## Exercise
Report each line of the items below that contains the string "pitch", copying the whole line. The match is case-sensitive.

* Begin Provided data *

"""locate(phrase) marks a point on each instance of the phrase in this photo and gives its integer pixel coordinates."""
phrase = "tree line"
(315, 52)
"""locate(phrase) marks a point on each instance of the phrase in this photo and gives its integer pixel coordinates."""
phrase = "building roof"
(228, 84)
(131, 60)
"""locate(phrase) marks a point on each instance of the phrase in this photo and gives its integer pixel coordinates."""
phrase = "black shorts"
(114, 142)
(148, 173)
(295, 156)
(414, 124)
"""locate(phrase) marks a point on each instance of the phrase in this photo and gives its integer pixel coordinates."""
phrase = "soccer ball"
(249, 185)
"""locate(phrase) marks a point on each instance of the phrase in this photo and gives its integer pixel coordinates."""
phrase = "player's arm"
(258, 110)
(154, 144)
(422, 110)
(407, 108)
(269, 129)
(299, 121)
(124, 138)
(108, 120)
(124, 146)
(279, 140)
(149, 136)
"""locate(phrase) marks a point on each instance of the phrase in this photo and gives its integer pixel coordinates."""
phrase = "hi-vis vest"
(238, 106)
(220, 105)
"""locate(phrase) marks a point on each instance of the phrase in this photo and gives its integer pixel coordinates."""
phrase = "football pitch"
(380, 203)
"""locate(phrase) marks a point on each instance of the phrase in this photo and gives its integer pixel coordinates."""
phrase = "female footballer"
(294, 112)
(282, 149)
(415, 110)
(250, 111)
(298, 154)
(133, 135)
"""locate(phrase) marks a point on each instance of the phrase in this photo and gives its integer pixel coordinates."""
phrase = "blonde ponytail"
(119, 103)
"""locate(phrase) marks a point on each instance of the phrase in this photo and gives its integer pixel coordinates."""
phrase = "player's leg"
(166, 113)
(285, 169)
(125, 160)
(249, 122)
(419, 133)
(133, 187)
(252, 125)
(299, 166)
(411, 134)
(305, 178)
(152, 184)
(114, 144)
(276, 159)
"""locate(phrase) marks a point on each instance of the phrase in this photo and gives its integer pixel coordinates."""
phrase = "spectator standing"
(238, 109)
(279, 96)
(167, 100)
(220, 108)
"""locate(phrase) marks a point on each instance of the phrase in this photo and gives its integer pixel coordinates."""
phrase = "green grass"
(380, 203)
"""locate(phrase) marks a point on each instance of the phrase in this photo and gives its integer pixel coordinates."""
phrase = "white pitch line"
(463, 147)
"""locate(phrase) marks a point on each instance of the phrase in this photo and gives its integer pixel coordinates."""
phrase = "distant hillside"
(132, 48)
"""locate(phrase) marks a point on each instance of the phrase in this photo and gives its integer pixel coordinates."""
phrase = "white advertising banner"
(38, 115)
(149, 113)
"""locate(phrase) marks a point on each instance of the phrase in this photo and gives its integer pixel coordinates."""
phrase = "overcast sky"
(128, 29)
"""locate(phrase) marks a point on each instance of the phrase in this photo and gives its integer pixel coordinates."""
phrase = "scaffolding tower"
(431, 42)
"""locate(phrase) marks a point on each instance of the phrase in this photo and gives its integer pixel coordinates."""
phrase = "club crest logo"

* End Provided data *

## Full answer
phrase = "football pitch"
phrase = "white pitch line"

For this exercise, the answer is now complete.